QUESTIONS ON THE MATERIAL
1. According to the passage on the Grenoble Alpes University Hospital, in what year was the hospital built?
2. Pick up the passage on the Grenoble Alpes University Hospital after its last sentence and keep writing.

PASSAGE SHOWN
----
The Grenoble Alpes University Hospital (Centre Hospitalier Universitaire Grenoble Alpes, abbreviated as CHU Grenoble Alpes or CHUGA) is a French teaching hospital built in 1974. With a total capacity of over 2,000 beds, it is the main hospital of Grenoble and Isère in France. The CHU Grenoble receives all phone calls from the department of Isère dialled through the emergency number 15 (telephone number of emergency medical assistance service) via the Reception Center and Call Control.

Grenoble urban unit has nearly 500,000 inhabitants in the department of Isère of over 1.2 million. With an operating budget of €713 million in 2017, the hospital employs over 9 000 employees (including 2,000 doctors) that makes it the largest employer in the Grenoble area before STMicroelectronics and Schneider Electric. Hospital facilities are mainly located in La Tronche (Site Nord) and Echirolles (Site Sud) of Grenoble agglomeration.
----
DATASET CONTENT

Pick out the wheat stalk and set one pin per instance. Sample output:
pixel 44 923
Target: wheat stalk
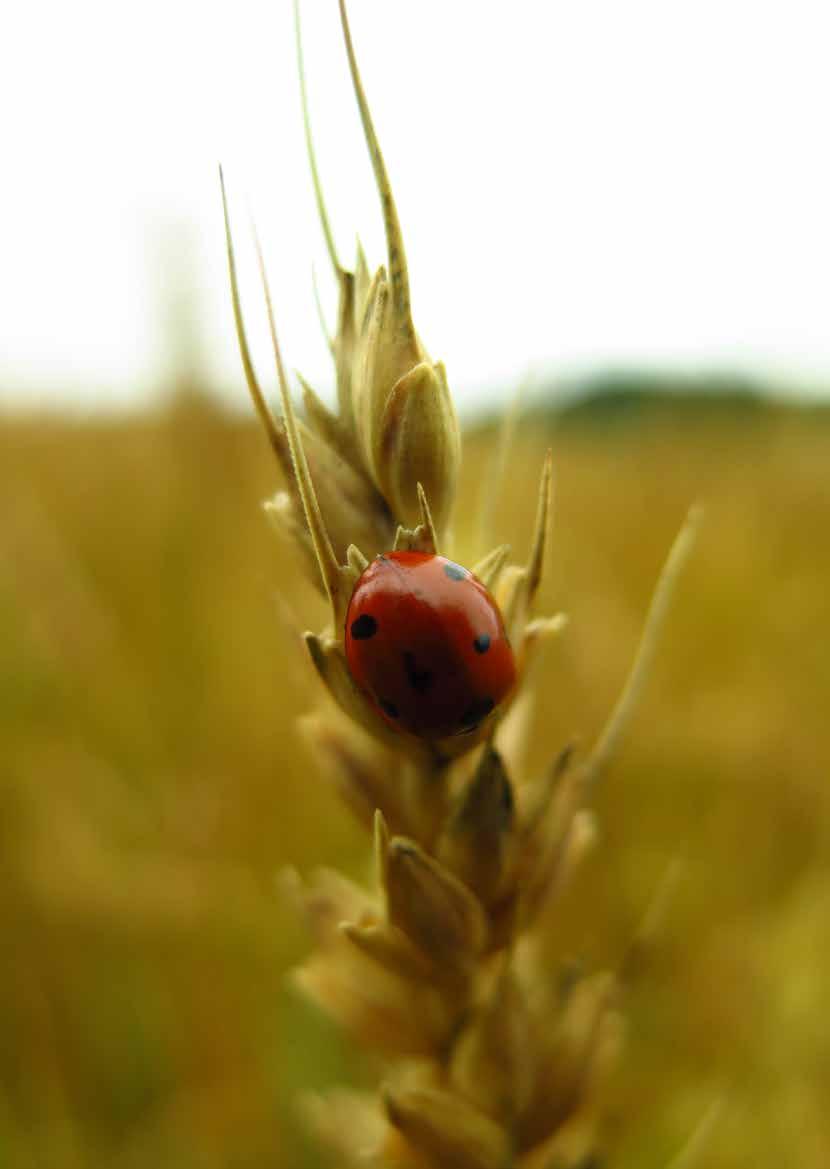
pixel 491 1063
----
ANSWERS PER TASK
1. 1974

2.
As a teaching hospital, CHUGA is actively engaged in medical research (e.g. Clinatec, NanoBio, G-IN, IAB), including through its affiliation with Grenoble Alpes University.

== Ranking ==
CHU Grenoble Alpes is ranked as the 10th out of over 1400 public hospital in France.
In 2020, CHUGA was ranked 45th worldwide in clinical medicine.

CHU Grenoble Alpes was the first university hospital to obtain a global A-level accreditation from HAS, the French National Authority for Health.